- **Stored data entries**
*****

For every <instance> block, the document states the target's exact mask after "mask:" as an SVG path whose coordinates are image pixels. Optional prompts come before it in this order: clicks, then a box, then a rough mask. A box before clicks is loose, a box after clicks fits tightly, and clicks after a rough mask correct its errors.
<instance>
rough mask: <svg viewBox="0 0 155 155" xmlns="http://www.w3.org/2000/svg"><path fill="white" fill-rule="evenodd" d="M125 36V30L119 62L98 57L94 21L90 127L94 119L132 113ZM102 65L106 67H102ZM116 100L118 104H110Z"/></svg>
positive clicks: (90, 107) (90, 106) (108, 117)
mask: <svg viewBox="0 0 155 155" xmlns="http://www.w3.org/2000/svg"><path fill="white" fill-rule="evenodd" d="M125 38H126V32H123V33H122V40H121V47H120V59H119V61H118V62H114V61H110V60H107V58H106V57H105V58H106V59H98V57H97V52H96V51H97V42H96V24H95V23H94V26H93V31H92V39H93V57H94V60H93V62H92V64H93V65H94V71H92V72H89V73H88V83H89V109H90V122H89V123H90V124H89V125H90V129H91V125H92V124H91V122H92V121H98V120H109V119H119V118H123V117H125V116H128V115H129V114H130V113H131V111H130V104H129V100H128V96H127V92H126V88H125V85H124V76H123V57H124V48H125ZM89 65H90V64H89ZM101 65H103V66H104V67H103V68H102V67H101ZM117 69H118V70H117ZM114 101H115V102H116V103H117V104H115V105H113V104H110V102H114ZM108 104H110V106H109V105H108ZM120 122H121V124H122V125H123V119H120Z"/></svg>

*****

- **WHAT THE EXERCISE ASKS**
Rewrite the items above, changing every "rough mask" to "coarse mask" and leaving all other text unchanged.

- **EXERCISE RESULT**
For every <instance> block, the document states the target's exact mask after "mask:" as an SVG path whose coordinates are image pixels. Optional prompts come before it in this order: clicks, then a box, then a coarse mask. A box before clicks is loose, a box after clicks fits tightly, and clicks after a coarse mask correct its errors.
<instance>
coarse mask: <svg viewBox="0 0 155 155" xmlns="http://www.w3.org/2000/svg"><path fill="white" fill-rule="evenodd" d="M125 36V30L119 62L98 57L94 21L90 127L94 119L132 113ZM102 65L106 67H102ZM116 100L118 104H110Z"/></svg>
positive clicks: (90, 107) (90, 106) (108, 117)
mask: <svg viewBox="0 0 155 155" xmlns="http://www.w3.org/2000/svg"><path fill="white" fill-rule="evenodd" d="M125 38H126V32H123V33H122V40H121V47H120V59H119V61H118V62H114V61H110V60H107V58H106V57H105V58H106V59H98V57H97V52H96V51H97V42H96V24H95V23H94V26H93V31H92V39H93V57H94V60H93V62H92V64H93V65H94V71H92V72H89V73H88V83H89V109H90V122H89V123H90V124H89V125H90V129H91V125H92V124H91V122H92V121H98V120H109V119H119V118H123V117H125V116H128V115H129V114H130V113H131V111H130V104H129V100H128V96H127V92H126V88H125V85H124V76H123V57H124V48H125ZM89 65H90V64H89ZM101 65H103V66H104V67H103V68H102V67H101ZM117 69H118V70H117ZM114 101H115V102H116V103H117V104H115V105H113V104H110V102H114ZM108 104H110V106H109V105H108ZM120 122H121V124H122V125H123V119H120Z"/></svg>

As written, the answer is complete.